_Activity list_:
A) In the tribute to Barbara Babb, how many clinics did the Clinical Law Program have when the author arrived, and how many does it have now?
B) In the tribute to Barbara Babb, explain why the author says the chance meeting on the first day of work reflected the role Barbara would play.
C) Continue the tribute to Barbara Babb from where it stops.

_Selected extract_:

By Robert Rubinson
I joined the law faculty at The University of Baltimore in the summer of 1997 to teach in the Civil Advocacy Clinic. At the time, the clinical law offices were at 40 West Chase Street, which is where Maryland Avenue turns into Cathedral Street while, at the same time, converging with Chase Street. The result is a tangle of roads with an island in the center.
On my first day of work, I stood on that island, utterly confused about where I should go. The confusion was not only physical: it reflected my fear of starting a new job in a new city, wondering which way I should turn. I must have been quite a sight, alone, befuddled and anxious.
And then a car slowed down. It was Barbara Babb. With warmth and good humor, she pointed me in the right direction. We have laughed about the absurdity of the moment ever since, but I quickly found out that it reflected the role Barbara would play for me at Baltimore Law. Her appearance was happenstance, but it was also a moment when Barbara was my guide when my footing was unsure. She has played that role many times since.
I appreciate what Barbara has given to me as a friend and colleague. Far more importantly, though, Barbara has given extraordinary things to countless students, colleagues and families across the country. While she has been a wonderful teacher of family law for decades and a trouper in the unheralded, yet important, work that goes on behind the scenes at the law school, she has done much, much more. I’ll describe two of her achievements.
First, some 30 years ago, Barbara played a crucial role in reimagining the law school’s Clinical Law Program. Much has happened since — the program has grown from four clinics when I arrived to 11 now, and counting — but Barbara helped to build the foundation upon which the clinical program rests today. And what a foundation it is. The program is renowned across the country and remains a model to which other law schools aspire.
And then she did some more reimagining. The result was the Sayra and Neil Meyerhoff Center for Families, Children and the Courts (CFCC). At its founding and in the 20 years since, Barbara built CFCC upon a sturdy and innovative intellectual foundation called therapeutic jurisprudence. Therapeutic jurisprudence examines legal rules as an element of larger social phenomena, with good or bad consequences for individuals. At its heart, it focuses on the well-being of people who come in contact with an, at best, indifferent judicial system which, while “resolving” a conflict, often leaves families worse off than when they began.

_Listed entries_:

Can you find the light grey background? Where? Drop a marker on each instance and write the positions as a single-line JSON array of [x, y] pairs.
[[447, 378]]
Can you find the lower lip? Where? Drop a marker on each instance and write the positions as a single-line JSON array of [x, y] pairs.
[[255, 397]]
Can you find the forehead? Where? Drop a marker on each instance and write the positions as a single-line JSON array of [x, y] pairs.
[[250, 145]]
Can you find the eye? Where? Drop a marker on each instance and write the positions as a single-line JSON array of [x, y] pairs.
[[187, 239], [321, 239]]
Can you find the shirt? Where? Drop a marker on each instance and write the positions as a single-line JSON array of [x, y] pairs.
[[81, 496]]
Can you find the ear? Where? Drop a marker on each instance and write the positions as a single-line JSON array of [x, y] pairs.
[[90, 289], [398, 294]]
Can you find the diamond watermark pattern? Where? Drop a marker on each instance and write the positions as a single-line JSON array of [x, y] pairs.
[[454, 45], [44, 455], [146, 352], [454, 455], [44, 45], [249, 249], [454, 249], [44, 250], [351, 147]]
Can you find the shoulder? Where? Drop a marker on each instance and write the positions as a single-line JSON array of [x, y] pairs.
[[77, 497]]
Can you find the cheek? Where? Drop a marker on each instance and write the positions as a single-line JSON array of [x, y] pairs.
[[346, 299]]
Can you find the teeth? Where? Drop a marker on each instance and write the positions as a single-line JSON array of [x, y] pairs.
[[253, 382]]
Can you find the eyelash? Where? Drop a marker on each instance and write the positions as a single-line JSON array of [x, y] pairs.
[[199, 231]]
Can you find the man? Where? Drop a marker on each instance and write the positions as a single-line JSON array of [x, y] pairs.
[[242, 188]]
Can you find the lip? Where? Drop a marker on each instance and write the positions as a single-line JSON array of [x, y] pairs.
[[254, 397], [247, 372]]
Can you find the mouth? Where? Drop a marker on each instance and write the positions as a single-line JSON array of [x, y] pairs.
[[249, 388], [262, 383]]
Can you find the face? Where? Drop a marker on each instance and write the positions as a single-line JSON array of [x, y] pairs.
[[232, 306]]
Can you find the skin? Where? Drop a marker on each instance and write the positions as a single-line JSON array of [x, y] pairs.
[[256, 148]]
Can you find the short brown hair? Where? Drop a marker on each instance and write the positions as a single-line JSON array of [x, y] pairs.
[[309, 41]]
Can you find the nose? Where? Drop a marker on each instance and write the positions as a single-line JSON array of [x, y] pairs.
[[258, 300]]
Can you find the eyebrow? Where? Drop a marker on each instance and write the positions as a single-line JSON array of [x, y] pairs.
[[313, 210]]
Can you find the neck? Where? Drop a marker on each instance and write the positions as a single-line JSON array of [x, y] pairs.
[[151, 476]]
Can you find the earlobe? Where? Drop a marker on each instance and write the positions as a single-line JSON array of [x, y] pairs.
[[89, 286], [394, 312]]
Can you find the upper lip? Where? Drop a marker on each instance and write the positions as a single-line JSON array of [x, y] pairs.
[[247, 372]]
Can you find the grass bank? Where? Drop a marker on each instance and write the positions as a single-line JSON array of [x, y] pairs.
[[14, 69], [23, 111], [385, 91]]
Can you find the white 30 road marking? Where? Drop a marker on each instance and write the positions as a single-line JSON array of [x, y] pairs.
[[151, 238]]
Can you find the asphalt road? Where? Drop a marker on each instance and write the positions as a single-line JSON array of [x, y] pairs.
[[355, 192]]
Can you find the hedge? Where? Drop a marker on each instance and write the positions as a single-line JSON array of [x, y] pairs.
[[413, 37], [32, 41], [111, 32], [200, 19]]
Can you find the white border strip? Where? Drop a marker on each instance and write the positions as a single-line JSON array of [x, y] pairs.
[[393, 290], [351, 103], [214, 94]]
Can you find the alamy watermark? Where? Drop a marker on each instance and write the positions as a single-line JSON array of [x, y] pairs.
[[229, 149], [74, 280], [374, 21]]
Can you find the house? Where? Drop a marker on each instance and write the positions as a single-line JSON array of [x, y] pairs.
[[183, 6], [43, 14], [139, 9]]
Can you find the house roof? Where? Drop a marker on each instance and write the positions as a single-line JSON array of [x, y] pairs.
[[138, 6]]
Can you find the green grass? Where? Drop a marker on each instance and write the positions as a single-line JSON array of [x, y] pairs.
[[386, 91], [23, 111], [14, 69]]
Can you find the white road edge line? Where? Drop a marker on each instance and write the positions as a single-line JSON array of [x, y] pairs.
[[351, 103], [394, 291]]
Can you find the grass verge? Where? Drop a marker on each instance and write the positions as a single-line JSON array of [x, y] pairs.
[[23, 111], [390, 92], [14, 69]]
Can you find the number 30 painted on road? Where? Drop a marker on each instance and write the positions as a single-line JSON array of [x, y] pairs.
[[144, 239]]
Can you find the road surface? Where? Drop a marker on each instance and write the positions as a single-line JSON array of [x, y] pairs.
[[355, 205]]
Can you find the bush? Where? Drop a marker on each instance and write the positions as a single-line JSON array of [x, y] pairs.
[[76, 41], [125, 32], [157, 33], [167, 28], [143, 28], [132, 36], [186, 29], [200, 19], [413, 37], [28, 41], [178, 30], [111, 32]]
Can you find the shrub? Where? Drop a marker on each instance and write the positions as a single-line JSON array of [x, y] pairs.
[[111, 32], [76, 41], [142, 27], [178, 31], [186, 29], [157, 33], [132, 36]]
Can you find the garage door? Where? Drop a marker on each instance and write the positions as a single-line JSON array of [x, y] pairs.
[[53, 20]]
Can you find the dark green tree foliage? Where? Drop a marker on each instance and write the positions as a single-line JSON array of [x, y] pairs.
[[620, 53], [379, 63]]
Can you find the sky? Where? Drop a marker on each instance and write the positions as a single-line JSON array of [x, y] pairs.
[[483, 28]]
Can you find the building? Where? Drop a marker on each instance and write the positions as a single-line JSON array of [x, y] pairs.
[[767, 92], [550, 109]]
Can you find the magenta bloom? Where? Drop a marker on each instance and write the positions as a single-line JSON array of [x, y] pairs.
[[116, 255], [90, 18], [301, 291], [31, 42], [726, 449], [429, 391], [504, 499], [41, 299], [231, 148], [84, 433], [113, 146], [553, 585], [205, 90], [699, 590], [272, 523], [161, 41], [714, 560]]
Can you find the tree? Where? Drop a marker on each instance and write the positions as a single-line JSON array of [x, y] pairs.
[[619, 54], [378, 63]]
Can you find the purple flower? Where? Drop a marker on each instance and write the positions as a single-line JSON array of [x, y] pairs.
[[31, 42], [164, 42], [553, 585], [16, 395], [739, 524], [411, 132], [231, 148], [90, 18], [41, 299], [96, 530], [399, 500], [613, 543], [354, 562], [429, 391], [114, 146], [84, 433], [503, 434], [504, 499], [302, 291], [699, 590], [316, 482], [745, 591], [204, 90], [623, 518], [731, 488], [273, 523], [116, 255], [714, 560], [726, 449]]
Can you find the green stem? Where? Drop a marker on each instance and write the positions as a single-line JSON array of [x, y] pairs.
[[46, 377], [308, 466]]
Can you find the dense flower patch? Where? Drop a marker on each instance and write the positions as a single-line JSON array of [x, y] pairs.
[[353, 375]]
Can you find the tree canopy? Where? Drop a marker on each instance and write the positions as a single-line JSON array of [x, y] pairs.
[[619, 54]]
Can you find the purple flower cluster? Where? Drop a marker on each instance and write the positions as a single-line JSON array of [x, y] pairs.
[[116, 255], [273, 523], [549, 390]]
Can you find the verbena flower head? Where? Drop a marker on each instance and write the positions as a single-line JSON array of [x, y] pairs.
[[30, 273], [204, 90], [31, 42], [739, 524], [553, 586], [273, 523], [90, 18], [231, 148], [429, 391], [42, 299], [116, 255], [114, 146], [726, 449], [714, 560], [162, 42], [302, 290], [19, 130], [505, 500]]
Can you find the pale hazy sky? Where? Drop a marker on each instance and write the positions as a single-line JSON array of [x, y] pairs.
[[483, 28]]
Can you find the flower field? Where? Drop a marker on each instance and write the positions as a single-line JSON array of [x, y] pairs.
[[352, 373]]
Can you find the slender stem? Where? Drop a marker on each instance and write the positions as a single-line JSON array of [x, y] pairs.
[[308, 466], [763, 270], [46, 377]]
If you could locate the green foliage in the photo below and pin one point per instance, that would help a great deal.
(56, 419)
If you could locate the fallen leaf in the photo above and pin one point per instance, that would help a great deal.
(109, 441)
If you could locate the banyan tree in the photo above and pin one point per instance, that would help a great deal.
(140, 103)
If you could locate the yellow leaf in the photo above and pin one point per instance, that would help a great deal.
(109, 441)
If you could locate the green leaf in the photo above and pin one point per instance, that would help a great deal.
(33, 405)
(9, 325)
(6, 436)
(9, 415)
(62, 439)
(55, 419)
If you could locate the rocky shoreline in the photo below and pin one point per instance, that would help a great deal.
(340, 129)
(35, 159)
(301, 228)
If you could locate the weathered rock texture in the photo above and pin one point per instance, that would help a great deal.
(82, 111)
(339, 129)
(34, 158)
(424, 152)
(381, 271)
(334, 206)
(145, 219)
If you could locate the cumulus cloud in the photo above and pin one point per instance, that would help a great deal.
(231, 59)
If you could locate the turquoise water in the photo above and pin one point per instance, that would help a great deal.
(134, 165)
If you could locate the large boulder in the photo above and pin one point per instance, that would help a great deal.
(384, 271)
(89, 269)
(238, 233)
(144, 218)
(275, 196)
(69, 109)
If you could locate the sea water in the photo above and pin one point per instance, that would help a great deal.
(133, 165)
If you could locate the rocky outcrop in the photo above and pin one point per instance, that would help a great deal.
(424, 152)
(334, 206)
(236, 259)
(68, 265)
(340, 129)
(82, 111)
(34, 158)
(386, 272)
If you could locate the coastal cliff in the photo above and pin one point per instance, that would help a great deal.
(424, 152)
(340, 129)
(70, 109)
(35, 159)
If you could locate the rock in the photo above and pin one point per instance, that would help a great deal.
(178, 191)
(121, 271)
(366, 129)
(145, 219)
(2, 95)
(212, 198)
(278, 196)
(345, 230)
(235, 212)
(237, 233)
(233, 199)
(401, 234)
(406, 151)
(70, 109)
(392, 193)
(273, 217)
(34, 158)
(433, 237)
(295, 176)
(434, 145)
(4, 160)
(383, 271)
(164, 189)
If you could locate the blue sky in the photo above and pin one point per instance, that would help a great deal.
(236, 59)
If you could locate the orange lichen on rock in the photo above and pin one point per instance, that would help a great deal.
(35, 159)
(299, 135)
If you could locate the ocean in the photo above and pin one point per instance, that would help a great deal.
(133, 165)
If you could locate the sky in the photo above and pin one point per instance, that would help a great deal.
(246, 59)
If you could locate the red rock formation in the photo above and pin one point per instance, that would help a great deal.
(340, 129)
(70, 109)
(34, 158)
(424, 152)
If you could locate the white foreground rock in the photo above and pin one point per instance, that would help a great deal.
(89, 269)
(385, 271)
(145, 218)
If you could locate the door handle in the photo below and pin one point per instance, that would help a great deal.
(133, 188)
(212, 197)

_Results for each task_:
A) It had four clinics when the author arrived, and it has 11 now.

B) Barbara stopped her car and pointed the author in the right direction at a moment when the author's footing was unsure. The author says she has played that same role as a guide many times since.

C)
It is not in Barbara’s makeup, though, to rest on theory. She is a doer, and through her leadership, CFCC has done an awful lot. She has spearheaded the national movement to develop “problem-solving courts” built upon the idea that the “problems” families face extend far beyond legal ones. She has consulted with judicial systems nationwide to guide (there’s that word again) them in developing an integrated system that reflects a more humane, positive view of families in need. She has mentored and educated students through the CFCC Student Fellows Program, and I can personally attest to the profound impact this program has had on future lawyers — lawyers who will take her ideas into their own practices and into the world at large.
Barbara has transformed lives. She has set in motion efforts to create a system designed to help families at vulnerable, if not catastrophic, moments in their lives. She has given children the chance to live better, more fulfilling lives. Barbara’s accomplishments will no doubt redound to the benefit not only of those children, but to those children’s children. It is not hyperbole to say that the work Barbara has done will last through generations.
I am grateful for the guidance Barbara has shown to me as a colleague and as a friend. If only I could express, in a few words, the gratitude of generations of Baltimore Law students, parents and children whose lives, through her creativity, commitment and sheer tenacity, she has enhanced. What a legacy!